* _Task requirements_: Switch "Annotate" to "Mark" throughout the stretch of material from the line containing "Practice. Annotate every instance of the chandelier" through the line containing "x=500 y=297". Write out only those lines, with everything else unchanged.
···
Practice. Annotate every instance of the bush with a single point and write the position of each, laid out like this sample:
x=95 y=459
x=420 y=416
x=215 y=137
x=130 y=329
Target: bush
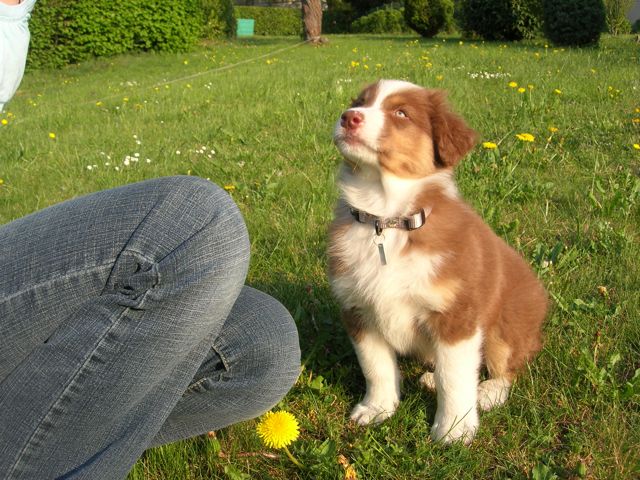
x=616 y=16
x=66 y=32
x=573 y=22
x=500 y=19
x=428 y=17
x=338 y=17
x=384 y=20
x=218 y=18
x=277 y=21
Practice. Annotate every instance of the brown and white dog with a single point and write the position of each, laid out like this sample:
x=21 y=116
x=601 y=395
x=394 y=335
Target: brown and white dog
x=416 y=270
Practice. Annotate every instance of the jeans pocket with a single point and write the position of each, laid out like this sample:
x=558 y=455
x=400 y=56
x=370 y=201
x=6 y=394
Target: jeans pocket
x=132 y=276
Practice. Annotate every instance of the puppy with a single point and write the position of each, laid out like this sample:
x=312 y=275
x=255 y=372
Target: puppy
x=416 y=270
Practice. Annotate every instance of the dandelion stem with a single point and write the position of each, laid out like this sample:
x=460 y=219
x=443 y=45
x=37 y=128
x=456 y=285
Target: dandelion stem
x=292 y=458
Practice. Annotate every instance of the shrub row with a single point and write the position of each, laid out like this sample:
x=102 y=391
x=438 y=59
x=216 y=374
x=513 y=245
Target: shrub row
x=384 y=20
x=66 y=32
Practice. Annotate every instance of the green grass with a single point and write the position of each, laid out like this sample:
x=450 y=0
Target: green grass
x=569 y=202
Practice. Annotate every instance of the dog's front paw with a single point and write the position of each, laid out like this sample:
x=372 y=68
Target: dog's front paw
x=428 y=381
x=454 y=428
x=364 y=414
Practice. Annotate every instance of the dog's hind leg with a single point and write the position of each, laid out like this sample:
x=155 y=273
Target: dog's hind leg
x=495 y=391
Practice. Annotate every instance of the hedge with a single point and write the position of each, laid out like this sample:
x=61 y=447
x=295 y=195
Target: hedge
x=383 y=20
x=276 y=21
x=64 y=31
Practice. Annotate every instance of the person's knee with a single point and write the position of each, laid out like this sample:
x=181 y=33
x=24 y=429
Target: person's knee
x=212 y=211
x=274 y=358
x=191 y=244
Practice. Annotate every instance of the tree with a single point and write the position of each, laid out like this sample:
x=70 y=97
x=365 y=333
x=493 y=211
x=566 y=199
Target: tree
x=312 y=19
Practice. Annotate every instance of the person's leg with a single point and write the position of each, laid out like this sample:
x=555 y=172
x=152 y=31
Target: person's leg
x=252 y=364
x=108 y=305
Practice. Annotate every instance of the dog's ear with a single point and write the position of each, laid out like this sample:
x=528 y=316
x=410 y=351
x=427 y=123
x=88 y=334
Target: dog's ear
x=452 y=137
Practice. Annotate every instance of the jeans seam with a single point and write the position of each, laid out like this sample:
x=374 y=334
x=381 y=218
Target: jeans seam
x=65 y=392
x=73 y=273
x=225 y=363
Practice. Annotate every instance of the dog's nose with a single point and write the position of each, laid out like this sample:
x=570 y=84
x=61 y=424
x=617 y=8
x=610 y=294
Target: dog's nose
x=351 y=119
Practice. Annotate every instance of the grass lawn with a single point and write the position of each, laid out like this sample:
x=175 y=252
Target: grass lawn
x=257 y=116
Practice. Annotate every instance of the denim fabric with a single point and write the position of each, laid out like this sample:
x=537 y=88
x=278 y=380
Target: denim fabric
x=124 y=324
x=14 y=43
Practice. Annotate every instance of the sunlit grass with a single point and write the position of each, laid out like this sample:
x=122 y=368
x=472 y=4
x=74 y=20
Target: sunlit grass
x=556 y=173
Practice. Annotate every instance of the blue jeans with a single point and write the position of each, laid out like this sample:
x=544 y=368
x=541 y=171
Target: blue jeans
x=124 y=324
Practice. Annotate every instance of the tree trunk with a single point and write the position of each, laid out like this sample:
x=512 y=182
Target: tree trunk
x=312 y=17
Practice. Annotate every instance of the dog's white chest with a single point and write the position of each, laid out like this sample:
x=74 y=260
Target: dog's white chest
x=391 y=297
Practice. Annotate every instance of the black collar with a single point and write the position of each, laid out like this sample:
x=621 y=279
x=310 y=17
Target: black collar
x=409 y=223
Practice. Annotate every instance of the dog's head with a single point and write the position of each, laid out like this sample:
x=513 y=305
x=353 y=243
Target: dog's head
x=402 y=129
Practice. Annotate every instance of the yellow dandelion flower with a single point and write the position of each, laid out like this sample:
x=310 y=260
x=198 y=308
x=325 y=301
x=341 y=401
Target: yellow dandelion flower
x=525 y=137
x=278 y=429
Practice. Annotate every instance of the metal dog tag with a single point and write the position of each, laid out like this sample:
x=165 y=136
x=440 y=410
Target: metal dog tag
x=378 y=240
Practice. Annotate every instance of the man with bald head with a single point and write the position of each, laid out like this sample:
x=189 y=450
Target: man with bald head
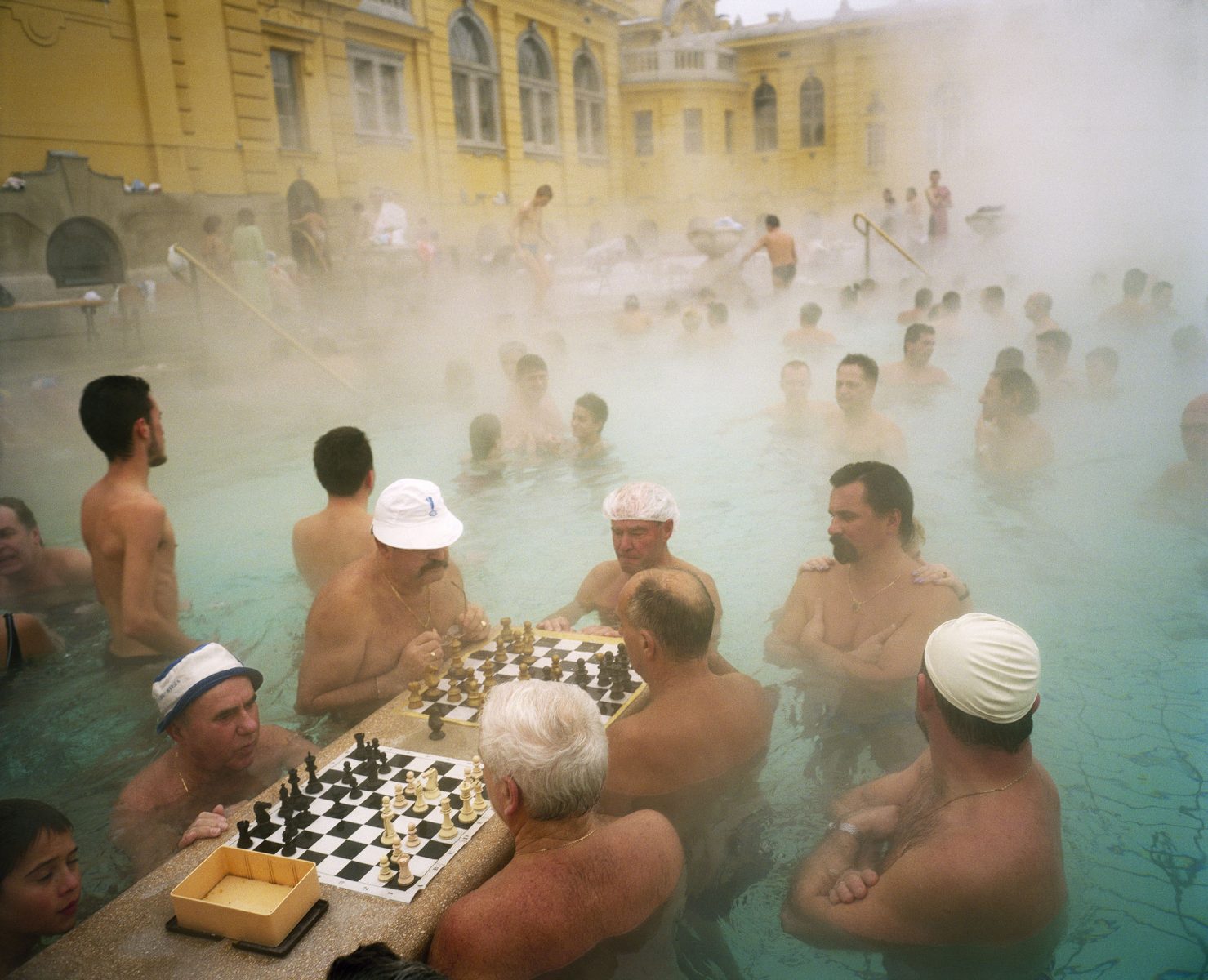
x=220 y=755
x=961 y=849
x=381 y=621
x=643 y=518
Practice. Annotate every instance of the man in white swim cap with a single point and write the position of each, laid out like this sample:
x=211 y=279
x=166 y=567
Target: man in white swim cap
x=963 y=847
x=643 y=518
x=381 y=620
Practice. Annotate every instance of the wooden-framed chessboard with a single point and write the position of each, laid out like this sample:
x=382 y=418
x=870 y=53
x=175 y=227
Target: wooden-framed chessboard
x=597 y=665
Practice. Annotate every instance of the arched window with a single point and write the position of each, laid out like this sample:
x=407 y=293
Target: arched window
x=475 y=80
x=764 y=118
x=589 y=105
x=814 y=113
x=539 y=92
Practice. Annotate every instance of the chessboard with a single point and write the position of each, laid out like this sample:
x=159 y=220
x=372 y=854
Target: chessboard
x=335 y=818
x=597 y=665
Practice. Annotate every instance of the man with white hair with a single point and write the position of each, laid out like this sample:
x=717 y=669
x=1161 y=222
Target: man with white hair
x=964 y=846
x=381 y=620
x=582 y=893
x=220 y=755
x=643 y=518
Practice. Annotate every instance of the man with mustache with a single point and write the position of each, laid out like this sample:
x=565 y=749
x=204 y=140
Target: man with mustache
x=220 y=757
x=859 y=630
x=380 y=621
···
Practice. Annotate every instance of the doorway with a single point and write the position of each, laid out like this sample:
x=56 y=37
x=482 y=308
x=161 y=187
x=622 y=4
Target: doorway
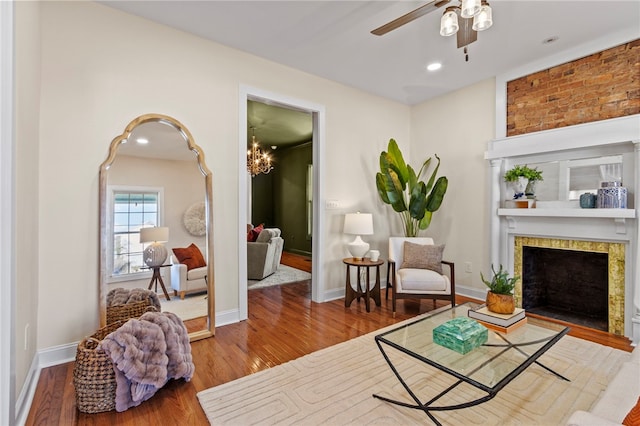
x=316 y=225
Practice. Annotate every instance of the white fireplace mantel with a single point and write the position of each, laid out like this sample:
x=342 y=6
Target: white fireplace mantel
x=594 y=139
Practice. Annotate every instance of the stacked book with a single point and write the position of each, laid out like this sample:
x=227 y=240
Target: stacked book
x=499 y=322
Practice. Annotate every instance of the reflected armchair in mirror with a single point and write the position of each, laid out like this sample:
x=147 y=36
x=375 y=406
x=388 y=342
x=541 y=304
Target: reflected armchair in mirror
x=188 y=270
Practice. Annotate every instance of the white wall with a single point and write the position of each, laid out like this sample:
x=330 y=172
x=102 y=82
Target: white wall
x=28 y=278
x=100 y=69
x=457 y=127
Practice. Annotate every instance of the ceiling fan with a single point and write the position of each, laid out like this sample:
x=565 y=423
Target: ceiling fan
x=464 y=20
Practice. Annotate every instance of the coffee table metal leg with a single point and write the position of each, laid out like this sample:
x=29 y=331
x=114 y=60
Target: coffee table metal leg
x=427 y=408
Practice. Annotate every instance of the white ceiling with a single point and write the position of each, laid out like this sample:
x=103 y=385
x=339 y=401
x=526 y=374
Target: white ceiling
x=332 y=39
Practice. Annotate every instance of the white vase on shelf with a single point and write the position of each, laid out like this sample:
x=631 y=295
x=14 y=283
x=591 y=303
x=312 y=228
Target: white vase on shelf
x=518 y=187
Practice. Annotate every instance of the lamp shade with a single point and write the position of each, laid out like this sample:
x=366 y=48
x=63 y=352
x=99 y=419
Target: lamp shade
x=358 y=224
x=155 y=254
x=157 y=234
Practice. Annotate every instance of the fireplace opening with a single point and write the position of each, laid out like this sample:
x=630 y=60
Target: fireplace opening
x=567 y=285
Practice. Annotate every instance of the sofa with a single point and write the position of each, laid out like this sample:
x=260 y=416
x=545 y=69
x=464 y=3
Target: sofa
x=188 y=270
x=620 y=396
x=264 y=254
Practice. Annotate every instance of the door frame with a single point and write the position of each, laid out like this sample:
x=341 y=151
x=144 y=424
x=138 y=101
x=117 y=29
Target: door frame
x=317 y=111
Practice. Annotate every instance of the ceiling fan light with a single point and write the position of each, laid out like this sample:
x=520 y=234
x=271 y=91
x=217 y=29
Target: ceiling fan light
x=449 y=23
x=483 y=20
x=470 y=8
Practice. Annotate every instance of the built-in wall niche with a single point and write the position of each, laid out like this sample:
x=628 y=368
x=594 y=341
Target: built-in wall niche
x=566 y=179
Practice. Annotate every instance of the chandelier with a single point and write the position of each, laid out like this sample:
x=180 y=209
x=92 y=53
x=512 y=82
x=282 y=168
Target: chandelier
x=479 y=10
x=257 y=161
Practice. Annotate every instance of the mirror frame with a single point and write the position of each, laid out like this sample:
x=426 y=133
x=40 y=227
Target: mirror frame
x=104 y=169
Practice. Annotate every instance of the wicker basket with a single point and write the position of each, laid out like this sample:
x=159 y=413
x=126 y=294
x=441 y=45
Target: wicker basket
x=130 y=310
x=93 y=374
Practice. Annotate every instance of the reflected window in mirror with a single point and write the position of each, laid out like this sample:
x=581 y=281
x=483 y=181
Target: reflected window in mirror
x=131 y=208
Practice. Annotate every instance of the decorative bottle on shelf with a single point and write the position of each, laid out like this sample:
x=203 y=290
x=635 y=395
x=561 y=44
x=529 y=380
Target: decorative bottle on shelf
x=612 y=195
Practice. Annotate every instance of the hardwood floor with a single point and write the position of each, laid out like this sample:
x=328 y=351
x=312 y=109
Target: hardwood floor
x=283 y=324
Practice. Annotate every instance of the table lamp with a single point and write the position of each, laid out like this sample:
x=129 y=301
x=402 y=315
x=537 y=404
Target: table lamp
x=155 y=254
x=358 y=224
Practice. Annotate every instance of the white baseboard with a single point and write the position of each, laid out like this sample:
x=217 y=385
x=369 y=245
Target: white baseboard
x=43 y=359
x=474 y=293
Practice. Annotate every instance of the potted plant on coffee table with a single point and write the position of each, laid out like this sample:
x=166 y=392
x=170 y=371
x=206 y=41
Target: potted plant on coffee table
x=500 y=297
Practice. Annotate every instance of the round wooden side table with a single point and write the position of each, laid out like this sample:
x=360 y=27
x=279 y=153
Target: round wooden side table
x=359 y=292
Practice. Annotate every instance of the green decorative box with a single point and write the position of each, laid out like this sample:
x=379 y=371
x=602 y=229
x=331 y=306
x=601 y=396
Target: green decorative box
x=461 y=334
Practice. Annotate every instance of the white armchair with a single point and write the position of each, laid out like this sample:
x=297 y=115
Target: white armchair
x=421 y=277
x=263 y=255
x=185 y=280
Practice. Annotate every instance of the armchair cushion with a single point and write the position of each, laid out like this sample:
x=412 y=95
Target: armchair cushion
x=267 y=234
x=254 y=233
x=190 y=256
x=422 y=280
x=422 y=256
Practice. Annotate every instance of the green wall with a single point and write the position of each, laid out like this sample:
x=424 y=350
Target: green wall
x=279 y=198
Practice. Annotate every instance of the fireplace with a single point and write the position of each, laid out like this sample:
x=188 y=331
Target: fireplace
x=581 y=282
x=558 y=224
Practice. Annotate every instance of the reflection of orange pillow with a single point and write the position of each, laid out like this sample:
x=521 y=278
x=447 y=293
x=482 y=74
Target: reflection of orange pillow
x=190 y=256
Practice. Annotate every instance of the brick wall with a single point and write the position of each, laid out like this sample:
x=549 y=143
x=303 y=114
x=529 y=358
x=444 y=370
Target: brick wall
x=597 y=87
···
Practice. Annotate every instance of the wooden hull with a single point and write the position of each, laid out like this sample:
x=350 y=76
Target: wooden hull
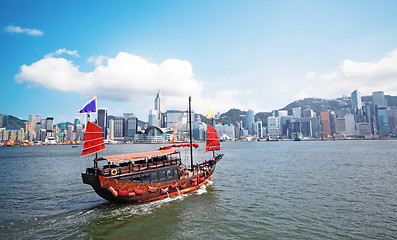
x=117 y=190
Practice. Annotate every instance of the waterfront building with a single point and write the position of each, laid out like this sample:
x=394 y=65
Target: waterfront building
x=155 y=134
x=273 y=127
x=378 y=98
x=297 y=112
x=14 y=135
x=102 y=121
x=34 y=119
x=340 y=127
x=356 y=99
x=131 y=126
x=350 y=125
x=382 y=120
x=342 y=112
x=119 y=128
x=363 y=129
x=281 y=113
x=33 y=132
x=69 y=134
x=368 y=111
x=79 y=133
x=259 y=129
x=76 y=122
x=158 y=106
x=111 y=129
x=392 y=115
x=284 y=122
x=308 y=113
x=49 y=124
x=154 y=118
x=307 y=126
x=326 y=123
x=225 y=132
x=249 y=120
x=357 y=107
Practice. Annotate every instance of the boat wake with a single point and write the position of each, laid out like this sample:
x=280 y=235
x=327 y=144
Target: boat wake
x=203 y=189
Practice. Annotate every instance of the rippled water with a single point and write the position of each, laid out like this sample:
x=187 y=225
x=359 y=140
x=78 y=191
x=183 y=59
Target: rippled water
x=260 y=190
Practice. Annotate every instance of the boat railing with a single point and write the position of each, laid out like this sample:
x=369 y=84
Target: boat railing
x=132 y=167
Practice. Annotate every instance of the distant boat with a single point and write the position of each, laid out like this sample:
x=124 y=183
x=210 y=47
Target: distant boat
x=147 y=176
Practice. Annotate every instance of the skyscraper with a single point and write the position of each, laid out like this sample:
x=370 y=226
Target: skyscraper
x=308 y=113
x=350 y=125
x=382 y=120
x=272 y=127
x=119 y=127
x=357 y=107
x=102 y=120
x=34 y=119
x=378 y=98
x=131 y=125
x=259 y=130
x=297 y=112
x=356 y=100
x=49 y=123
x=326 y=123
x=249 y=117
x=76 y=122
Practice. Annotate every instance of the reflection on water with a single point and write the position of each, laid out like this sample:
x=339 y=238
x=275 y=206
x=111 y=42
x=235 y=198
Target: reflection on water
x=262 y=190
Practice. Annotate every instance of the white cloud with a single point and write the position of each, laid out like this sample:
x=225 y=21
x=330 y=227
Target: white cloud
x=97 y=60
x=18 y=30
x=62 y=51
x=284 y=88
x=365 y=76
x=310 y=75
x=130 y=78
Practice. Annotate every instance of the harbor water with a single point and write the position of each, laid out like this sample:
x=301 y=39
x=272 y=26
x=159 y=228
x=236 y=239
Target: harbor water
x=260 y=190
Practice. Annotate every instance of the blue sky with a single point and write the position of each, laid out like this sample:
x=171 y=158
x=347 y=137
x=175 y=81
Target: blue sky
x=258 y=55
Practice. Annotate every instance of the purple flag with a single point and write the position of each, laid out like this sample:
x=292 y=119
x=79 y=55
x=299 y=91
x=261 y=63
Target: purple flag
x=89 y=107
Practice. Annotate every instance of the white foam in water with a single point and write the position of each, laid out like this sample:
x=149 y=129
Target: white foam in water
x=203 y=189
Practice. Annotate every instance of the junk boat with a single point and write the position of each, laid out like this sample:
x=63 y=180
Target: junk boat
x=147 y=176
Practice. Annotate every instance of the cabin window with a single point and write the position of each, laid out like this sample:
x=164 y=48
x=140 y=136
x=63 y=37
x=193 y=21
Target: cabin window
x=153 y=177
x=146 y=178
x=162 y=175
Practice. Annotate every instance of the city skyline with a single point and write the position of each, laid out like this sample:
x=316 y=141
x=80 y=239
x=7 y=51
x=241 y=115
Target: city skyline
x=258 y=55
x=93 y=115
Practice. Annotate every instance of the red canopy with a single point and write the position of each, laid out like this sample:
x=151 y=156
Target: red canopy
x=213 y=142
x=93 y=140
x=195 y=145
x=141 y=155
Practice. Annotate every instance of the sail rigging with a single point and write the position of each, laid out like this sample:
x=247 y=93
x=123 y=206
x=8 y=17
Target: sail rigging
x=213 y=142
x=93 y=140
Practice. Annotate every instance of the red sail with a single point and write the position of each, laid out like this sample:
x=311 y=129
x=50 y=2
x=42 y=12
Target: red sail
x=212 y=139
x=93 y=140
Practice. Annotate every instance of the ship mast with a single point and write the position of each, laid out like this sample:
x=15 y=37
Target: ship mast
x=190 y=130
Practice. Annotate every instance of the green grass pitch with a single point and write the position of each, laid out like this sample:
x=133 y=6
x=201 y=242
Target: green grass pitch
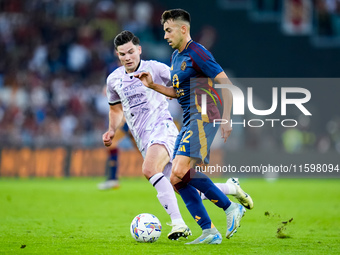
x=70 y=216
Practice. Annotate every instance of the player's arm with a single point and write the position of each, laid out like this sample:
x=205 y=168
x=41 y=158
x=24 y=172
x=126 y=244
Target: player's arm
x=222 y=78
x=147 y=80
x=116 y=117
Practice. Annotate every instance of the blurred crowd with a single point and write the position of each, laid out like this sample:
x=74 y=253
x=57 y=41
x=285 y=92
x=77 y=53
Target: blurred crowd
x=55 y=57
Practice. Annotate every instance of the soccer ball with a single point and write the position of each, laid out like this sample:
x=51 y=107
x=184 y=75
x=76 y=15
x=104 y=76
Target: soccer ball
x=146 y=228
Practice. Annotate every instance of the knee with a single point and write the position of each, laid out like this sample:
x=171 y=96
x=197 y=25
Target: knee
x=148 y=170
···
* _Reply to the task_:
Practice. Mark every instance of the chandelier with a single point and write the position of each, laid out like this sample:
x=180 y=209
x=92 y=53
x=512 y=82
x=282 y=168
Target: chandelier
x=479 y=10
x=257 y=161
Practice. Mark every instance of the mirror frame with a single point and write the position of each, laid out like this sample:
x=426 y=133
x=40 y=227
Target: mirror frame
x=104 y=169
Practice. Mark every instance of the wicker basket with a single point and write the position of each, laid out like this sample:
x=159 y=413
x=126 y=294
x=441 y=45
Target: wicker basket
x=130 y=310
x=93 y=374
Practice. Mark every instance of the reflected window in mirror with a single point and write the position of each, laid out like this sample:
x=581 y=281
x=483 y=181
Target: reflected window in mirror
x=131 y=208
Practice. Mark every instance of the decorative bottle on shelf with a single point and write the position of each, laid out like this sample:
x=203 y=290
x=635 y=395
x=561 y=44
x=529 y=380
Target: decorative bottle on shelf
x=612 y=195
Practice. Mark every instance of the hardwood floor with a single point and write the position of each, laid out like this sample:
x=328 y=351
x=312 y=109
Target: hardwood floor
x=283 y=324
Practice. Mark every instance of the table lamp with a single point and write the position of each, laid out like this sample:
x=129 y=301
x=402 y=315
x=537 y=404
Target: table lamp
x=155 y=254
x=358 y=224
Practice. Mark every instance of the white baseboard with a single point and write the position of each, laid out like this sample:
x=217 y=385
x=369 y=245
Target: white baseboard
x=43 y=359
x=474 y=293
Practice. Mark every instance of the potted plant on coffee table with a single point and write the position of each, laid out like this sample:
x=166 y=392
x=170 y=371
x=206 y=41
Target: potted plant on coffee table
x=500 y=297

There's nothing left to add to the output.